• REQUIRED ACTIONS
a. Translate this sentence from the archery thread into Spanish: "Recurves have been around in one form or another since the Ancient Greeks, or before, and have been in use since the Bronze age as well."
b. Write a continuation of the archery thread, beginning right after the quoted line that ends it.

• SELECTED EXCERPT
(begin)

Fella's.....Lets put some Fact into this debate.....Fact#1....Reflex/deflex "Hybrid" design bows go back to the Bronze age, or before...We are talking 3000 years ago, and the bowyers in the Middle East and northern Africa were laying up composite bows of complex and efficient designs when Europeans were still wearing animal skins, and living in thatched mud huts...So, a Hybrid design IS as Trad as Trad gets....Fact #2...Recurves have been around in one form or another since the Ancient Greeks, or before, and have been in use since the Bronze age as well....Fact #3...Take down bows of various designs, and metal handled bows have been around since the mid 1800's, at least, and pre-date Fiberglass, epoxy resin glues, Dacron/HMPE strings, and aluminum arrows....How TRAD is that???..Fact #4....Compound bow technology such as adjustable limbs, Plunger holes in the sight window, stabilizer holes, stabilizers, wrist slings, draw checks, adjustable sights, and the like were ALL used on Recurves before the Compound was on the market....The mid 70's to late 80's was kinda like the "Dark Ages" of Trad archery, wherein there was alot of things that were forgotten, alot of things that were hidden, and alot of things were misconstrued and flat out lied about to suit a certain mindset of the front runners of the Neo-Trad "Movement"....I'm amazed that folks that have access to the Internet, or a T.V. with any of the Educational channels hasnt seen through all the smoke and mirrors over 20 years later.....Like my buddy used to say....."There's them that Know, them that dont Know, and them that dont know that they dont know"....L.O.L......Y'all have a great Christmas......Jim


----------



## Shibumi (Nov 25, 2011)

sharpbroadhead said:


> Shibumi must hold several titles and won several world chamionships - whats your name so we can look you up.

(end)

• EXTRACTED RECORDS
(begin)

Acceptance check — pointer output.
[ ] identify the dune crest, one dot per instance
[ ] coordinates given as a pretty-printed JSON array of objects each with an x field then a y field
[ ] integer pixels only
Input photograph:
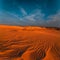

(end)

• WRITTEN RESPONSES
a. Los arcos recurvos han existido de una forma u otra desde los antiguos griegos, o incluso antes, y también se han usado desde la Edad del Bronce.

b.
> 
> Sharp? I've seen your YouTube videos, all your public presentations. I have no such inner need to be "known". I could not be more insignificant if I worked at it.
> 
> The difference between us is I understand I'm not important to the world at large - and you're struggling mightily with this same realization.


----------



## cossack (May 11, 2011)

Shibumi said:


> I take no offense. If it were not for competition I seriously doubt I'd shoot any bow. I do not hunt and have no interest in killing anything. For me the weekly quest to outshoot my pals is what drives me. Archery is like golf to me.
> 
> At this time I do not even own an longbow of any kind. All I have are modern recurves. They are my new golf clubs. You know, clubs with graphite shafts and titanium heads. No more rosewood Arnold Palmer junk for me. LOL I've gone neo baby!


Fair enough. That's one of the great things about this sport, it appeals to all levels and has no age limit.


----------



## IAIS604 (Apr 11, 2010)

Grassman -

I have sold a lot of things that I eventually regretted selling.

Many of these things I re-bought - usually at a higher cost.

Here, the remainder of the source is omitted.